-- begin Data in this exercise --

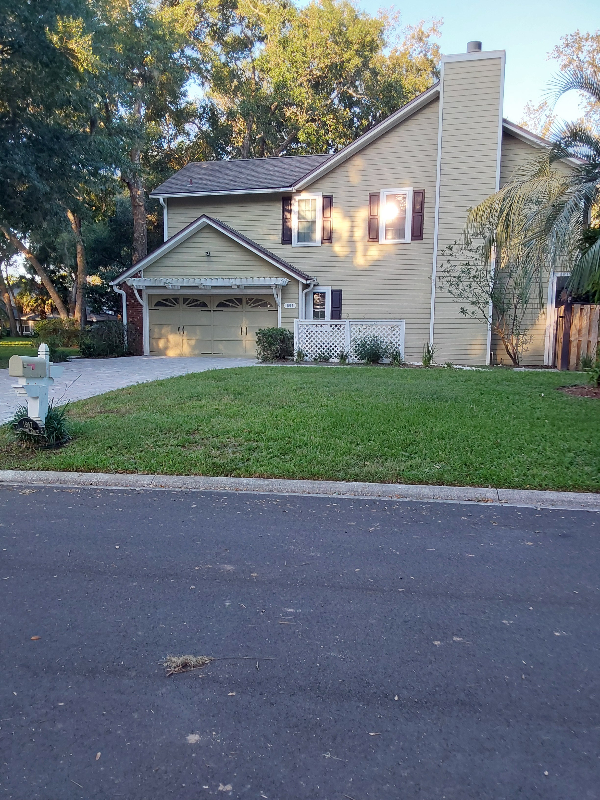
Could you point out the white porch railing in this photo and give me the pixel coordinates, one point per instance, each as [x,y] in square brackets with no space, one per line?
[320,337]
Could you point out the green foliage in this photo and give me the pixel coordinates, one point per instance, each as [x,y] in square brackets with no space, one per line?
[57,332]
[395,356]
[432,426]
[54,433]
[109,339]
[371,349]
[497,291]
[274,344]
[428,354]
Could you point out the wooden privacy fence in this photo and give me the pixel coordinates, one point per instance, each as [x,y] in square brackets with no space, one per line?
[576,334]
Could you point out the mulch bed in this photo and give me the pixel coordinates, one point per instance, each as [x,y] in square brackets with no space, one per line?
[581,391]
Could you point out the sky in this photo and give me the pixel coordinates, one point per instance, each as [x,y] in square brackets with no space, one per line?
[526,29]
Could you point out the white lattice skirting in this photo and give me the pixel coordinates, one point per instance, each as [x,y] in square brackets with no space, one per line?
[317,338]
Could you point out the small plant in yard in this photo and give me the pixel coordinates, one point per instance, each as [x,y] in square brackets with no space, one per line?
[371,349]
[428,354]
[274,344]
[54,433]
[323,356]
[594,372]
[396,357]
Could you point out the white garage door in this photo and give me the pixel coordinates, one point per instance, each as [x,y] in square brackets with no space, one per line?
[188,325]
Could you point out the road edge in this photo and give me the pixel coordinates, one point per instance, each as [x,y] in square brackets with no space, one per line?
[571,501]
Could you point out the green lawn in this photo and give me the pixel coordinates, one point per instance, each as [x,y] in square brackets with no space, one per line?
[440,426]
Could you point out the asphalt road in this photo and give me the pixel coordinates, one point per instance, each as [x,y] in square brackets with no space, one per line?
[432,651]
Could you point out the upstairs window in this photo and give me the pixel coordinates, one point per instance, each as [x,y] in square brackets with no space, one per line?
[395,215]
[307,220]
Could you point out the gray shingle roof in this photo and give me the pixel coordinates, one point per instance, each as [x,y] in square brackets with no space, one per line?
[242,174]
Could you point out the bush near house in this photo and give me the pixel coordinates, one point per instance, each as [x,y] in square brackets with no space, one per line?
[109,339]
[274,344]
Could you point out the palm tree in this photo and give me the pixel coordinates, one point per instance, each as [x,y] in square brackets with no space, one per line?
[550,214]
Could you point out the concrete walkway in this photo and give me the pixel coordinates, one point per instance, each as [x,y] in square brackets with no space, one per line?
[86,377]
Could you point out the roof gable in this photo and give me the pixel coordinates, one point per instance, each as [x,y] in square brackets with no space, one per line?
[226,230]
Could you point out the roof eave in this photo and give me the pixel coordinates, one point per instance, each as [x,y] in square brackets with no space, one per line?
[225,192]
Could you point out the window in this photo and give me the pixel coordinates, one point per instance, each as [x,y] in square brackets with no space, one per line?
[324,303]
[395,215]
[319,305]
[307,220]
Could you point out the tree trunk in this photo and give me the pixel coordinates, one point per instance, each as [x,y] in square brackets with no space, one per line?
[80,283]
[138,208]
[43,275]
[14,331]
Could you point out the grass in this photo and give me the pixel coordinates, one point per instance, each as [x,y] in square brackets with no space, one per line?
[491,428]
[23,347]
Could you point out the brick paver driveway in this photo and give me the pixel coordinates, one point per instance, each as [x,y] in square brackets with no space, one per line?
[86,377]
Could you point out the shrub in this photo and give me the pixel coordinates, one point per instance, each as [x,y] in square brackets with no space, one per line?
[58,332]
[371,349]
[107,339]
[396,357]
[54,433]
[274,344]
[428,354]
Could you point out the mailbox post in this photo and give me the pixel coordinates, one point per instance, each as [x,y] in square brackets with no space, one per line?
[35,376]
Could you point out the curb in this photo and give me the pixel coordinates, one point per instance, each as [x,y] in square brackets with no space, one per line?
[570,501]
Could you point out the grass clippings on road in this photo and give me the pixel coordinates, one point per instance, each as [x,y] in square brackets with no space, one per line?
[441,426]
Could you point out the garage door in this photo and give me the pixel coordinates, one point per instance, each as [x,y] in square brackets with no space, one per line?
[183,325]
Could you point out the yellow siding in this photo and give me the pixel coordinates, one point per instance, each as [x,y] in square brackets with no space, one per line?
[470,133]
[377,281]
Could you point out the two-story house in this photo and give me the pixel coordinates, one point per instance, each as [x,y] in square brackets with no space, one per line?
[352,235]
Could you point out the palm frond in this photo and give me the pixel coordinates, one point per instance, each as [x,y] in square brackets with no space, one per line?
[586,269]
[575,79]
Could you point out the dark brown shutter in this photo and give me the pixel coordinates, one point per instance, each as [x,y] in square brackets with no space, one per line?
[418,214]
[336,304]
[327,220]
[286,220]
[374,217]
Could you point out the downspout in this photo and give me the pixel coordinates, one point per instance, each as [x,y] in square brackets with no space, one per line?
[124,312]
[165,220]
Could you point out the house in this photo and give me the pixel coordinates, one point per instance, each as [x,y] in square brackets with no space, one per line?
[308,241]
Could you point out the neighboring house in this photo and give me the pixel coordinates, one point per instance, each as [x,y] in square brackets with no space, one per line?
[354,235]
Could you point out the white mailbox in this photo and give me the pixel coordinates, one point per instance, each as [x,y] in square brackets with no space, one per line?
[35,376]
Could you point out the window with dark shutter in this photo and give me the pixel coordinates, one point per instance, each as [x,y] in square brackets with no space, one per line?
[374,217]
[286,220]
[418,214]
[336,304]
[327,218]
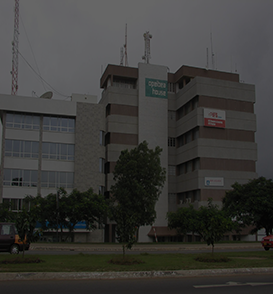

-- end Data in this exercise --

◆ Your objective
Write out the data above verbatim, from the line containing "Could you point out the neighboring" through the end of the data, including both ends. Leave the pictures out.

◆ Exercise response
Could you point out the neighboring house in this photo and give me the pixel coordinates, one point per instance, each as [x,y] in square brackets with no space, one per line?
[354,235]
Could you point out the white mailbox in this photo and give me the pixel coordinates, one point per instance, each as [x,y] in square brackets with no space, one per line?
[35,376]
Could you point out the window with dark shutter in this photo and give me the pixel coordinates, one point per instance, each as [x,y] in square brackets with no space, one per line?
[374,217]
[286,220]
[418,214]
[336,304]
[327,218]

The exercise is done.